===== Données de l'exercice =====

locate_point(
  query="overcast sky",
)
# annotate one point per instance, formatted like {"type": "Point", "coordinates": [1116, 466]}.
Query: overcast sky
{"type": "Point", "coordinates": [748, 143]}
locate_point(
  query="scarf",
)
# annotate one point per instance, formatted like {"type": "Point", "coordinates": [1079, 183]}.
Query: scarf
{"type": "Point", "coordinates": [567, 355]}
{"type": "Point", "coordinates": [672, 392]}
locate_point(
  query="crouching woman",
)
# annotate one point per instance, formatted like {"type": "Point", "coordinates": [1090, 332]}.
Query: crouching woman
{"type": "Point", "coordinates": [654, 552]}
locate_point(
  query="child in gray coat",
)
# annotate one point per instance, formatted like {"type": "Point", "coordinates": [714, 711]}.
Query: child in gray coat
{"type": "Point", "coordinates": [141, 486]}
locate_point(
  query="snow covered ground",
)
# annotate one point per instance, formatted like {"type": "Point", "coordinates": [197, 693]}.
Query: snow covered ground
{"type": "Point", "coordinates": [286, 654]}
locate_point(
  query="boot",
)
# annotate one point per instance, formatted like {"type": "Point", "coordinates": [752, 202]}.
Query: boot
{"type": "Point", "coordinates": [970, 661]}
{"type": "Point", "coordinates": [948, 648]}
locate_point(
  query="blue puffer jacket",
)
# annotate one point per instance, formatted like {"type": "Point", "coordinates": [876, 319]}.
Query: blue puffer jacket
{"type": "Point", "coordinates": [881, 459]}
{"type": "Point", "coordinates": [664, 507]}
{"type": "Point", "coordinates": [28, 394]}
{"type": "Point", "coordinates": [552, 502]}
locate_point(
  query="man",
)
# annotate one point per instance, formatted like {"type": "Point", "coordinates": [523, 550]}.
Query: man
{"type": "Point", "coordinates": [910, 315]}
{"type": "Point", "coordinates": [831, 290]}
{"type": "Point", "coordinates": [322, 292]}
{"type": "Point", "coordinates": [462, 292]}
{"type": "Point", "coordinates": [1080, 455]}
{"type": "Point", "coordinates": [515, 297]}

=====

_Votre consigne_
Combien de lignes des données contiennent le mot "covered" ? Répondez par le seul nombre.

_Corrigé_
2